* [Task details]: Give back, character for character, the line that includes "Target: orange traffic cone" and all lines beneath it in the data.

START Input data

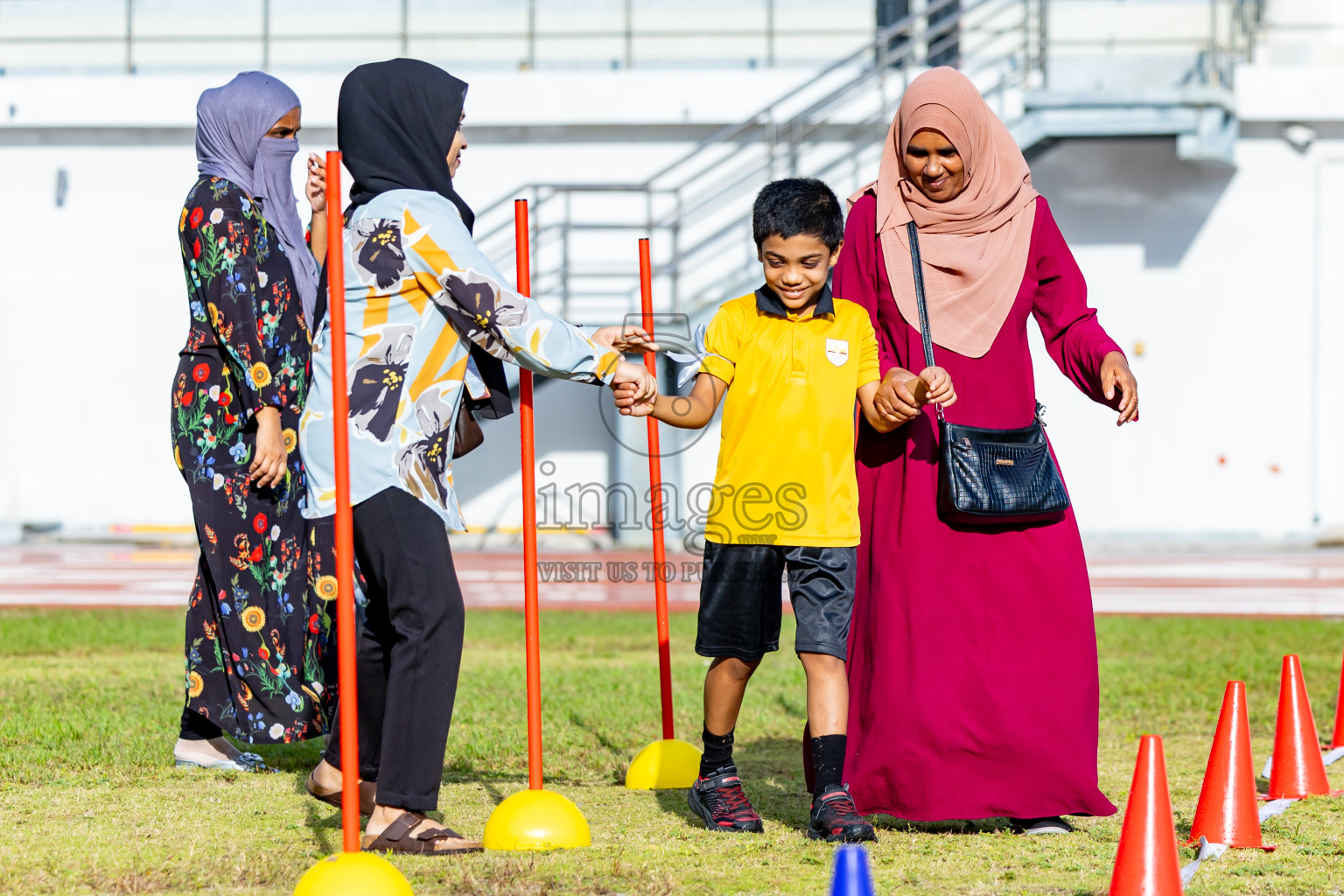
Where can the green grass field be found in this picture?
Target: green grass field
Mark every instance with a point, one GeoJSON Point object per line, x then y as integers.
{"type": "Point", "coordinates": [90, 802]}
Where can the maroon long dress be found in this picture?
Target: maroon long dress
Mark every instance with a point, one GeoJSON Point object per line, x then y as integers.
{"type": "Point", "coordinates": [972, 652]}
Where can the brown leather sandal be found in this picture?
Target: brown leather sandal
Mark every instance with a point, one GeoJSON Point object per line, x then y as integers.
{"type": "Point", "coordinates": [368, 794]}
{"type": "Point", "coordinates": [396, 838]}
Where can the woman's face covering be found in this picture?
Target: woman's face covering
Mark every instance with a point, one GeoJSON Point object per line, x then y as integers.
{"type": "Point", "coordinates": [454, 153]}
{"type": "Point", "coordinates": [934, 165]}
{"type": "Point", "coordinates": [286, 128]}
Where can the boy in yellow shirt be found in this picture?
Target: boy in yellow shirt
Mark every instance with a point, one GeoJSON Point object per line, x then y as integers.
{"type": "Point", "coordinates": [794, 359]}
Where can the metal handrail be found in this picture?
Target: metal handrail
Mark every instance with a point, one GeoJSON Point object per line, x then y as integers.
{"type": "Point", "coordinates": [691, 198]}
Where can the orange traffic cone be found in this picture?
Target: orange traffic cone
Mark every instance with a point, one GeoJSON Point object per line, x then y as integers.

END Input data

* [Task result]:
Target: orange traffic cone
Mark every instance with a point, one GeoJSON Point object per line, x then y as integers.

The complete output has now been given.